Data items
<<<<

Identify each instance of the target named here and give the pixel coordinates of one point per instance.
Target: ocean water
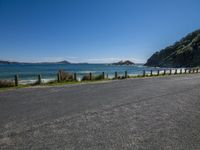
(29, 72)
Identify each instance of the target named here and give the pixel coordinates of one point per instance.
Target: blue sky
(95, 31)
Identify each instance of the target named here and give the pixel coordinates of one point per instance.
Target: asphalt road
(138, 114)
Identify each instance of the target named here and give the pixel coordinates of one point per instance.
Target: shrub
(6, 83)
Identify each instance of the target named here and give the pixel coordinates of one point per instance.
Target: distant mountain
(184, 53)
(9, 62)
(127, 62)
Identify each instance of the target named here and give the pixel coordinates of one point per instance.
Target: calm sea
(29, 72)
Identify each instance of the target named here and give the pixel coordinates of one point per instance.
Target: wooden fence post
(103, 75)
(90, 76)
(115, 75)
(170, 71)
(75, 78)
(39, 79)
(58, 77)
(126, 74)
(143, 73)
(175, 71)
(16, 80)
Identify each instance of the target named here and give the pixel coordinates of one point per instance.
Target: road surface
(160, 113)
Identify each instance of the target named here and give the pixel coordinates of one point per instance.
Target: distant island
(184, 53)
(12, 62)
(127, 62)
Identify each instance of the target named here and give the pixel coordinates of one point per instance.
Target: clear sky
(96, 31)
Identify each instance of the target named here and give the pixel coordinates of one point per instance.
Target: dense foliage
(184, 53)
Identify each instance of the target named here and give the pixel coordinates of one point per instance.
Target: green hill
(184, 53)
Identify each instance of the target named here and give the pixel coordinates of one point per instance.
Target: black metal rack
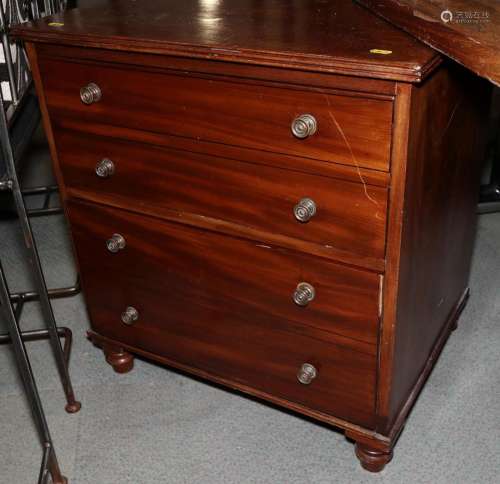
(18, 119)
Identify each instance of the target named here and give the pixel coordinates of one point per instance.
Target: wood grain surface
(352, 131)
(468, 31)
(317, 35)
(225, 306)
(350, 217)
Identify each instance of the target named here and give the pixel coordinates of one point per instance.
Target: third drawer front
(225, 306)
(209, 267)
(346, 218)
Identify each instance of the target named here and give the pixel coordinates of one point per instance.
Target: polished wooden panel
(350, 216)
(351, 131)
(436, 235)
(192, 313)
(208, 268)
(354, 86)
(316, 35)
(214, 275)
(471, 35)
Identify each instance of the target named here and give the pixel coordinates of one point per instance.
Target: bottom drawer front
(184, 321)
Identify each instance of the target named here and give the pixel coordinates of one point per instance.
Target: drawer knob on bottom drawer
(105, 168)
(304, 125)
(303, 294)
(130, 315)
(90, 94)
(115, 243)
(307, 374)
(304, 210)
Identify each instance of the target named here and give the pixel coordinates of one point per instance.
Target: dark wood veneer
(353, 131)
(350, 216)
(204, 189)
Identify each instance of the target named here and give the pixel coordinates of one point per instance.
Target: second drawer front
(349, 217)
(224, 306)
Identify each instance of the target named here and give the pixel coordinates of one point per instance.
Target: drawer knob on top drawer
(304, 125)
(307, 374)
(90, 94)
(130, 316)
(105, 168)
(303, 294)
(304, 210)
(116, 243)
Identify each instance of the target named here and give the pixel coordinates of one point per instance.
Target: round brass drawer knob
(304, 126)
(303, 294)
(105, 168)
(130, 316)
(307, 373)
(91, 93)
(116, 243)
(304, 210)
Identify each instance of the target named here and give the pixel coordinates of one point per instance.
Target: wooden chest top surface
(323, 35)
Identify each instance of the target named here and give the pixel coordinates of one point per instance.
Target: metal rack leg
(34, 259)
(49, 462)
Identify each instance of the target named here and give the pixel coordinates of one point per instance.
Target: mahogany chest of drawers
(276, 196)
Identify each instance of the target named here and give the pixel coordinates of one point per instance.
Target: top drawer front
(350, 130)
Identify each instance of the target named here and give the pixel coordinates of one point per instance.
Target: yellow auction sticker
(381, 51)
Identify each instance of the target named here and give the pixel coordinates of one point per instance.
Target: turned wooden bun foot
(73, 407)
(119, 359)
(372, 460)
(60, 480)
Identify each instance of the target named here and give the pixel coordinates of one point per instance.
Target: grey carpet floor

>>>>

- **Directions**
Please write out all the entries above again exactly as they appear, skipping any images.

- **Exercise result**
Identify each instance of the target named here and give the pixel coordinates of one point per instance.
Target: ocean water
(29, 72)
Identify each instance of the target named here and give the pixel coordinates of one point per instance.
Target: blue sky
(95, 31)
Identify each instance of the target named here and give the pixel coordinates of one point per instance.
Target: asphalt road
(138, 114)
Identify each instance of the target named here and give the pixel coordinates of one point per instance.
Target: shrub
(6, 83)
Identify each instance of the target named here and give the pixel coordinates of one point per instance.
Target: distant mountain
(184, 53)
(9, 62)
(127, 62)
Identify each instance of the target named here and give the pixel coordinates of one point per instance.
Target: calm sea
(29, 72)
Identify each instance of the target named here and give the pixel coordinates of one point per instance.
Target: wooden fence post
(103, 75)
(90, 76)
(115, 75)
(170, 71)
(75, 78)
(39, 79)
(58, 77)
(126, 74)
(143, 73)
(175, 71)
(16, 80)
Identify each instance of the target named here and give the pixel coordinates of one point per instance.
Target: road surface
(160, 113)
Identify each instance of the target named here and give the pixel coordinates of one point per instance.
Target: distant island
(184, 53)
(12, 62)
(127, 62)
Identify each instance of the target named here and give the pixel coordinates of one point per instance.
Target: clear sky
(96, 31)
Identify each instance of the target named here and give the pixel coordinates of one point per instance.
Target: dense foliage
(184, 53)
Identify each instance of the target named here and give the pixel coordinates of one point per instance.
Target: green hill
(184, 53)
Identify each instance of the target named here and give the pixel coordinates of one point per instance.
Target: black metal rack
(18, 119)
Identify each instance of the target named here and give the pixel coordinates of one point per instance.
Target: wood grain surface
(352, 131)
(468, 31)
(317, 35)
(225, 306)
(350, 217)
Identify each instance of the target named here and give the pixel coordinates of one point per instance.
Target: third drawer front
(225, 306)
(209, 267)
(346, 218)
Identify each instance of the target named here and give the pixel coordinates of one point per instance.
Target: polished wooden panel
(350, 216)
(351, 131)
(436, 235)
(192, 313)
(208, 268)
(354, 86)
(316, 35)
(214, 275)
(471, 35)
Identify each instance of the target named here and give the pixel coordinates of one point per instance.
Target: bottom drawer front
(184, 321)
Identify each instance of the target named here and give the pixel coordinates of one point per instance.
Target: drawer knob on bottom drawer
(105, 168)
(304, 125)
(303, 294)
(130, 315)
(90, 94)
(115, 243)
(307, 374)
(304, 210)
Identify each instance of the target named here and give the pixel coordinates of one point per instance.
Target: dark wood veneer
(353, 131)
(350, 216)
(204, 189)
Identify each instance of the target named here and give the pixel coordinates of one point per instance.
Target: second drawer front
(349, 217)
(224, 306)
Identify each instance of the target named here and give the pixel coordinates of one point per instance.
Target: drawer knob on top drawer
(304, 125)
(307, 374)
(90, 94)
(130, 316)
(105, 168)
(303, 294)
(304, 210)
(116, 243)
Identify each instance of the target named here and give the pixel coordinates of one point per instance.
Target: round brass drawer knob
(304, 126)
(303, 294)
(105, 168)
(130, 316)
(307, 373)
(91, 93)
(116, 243)
(304, 210)
Identify each instance of the target named here and give the pixel coordinates of one point per instance.
Target: wooden chest top surface
(323, 35)
Identify each instance of the target named here and give the pixel coordinates of one point per instance.
Target: metal rack leg
(34, 259)
(49, 462)
Identify each instance of the target named here and give the pixel coordinates of one point per instance.
Target: mahogany chest of drawers
(276, 196)
Identify each instance of the target named here and give the pixel coordinates of one point per instance.
Target: top drawer front
(350, 130)
Identify each instance of the target named here and give the pixel coordinates of one point per instance.
Target: yellow auction sticker
(381, 51)
Identify each instance of the target named here and give the pixel coordinates of one point per instance.
Target: turned wooden bun foot
(73, 407)
(119, 359)
(372, 460)
(60, 480)
Identify each instance of the target named here and give the pixel coordinates of one point per instance.
Target: grey carpet floor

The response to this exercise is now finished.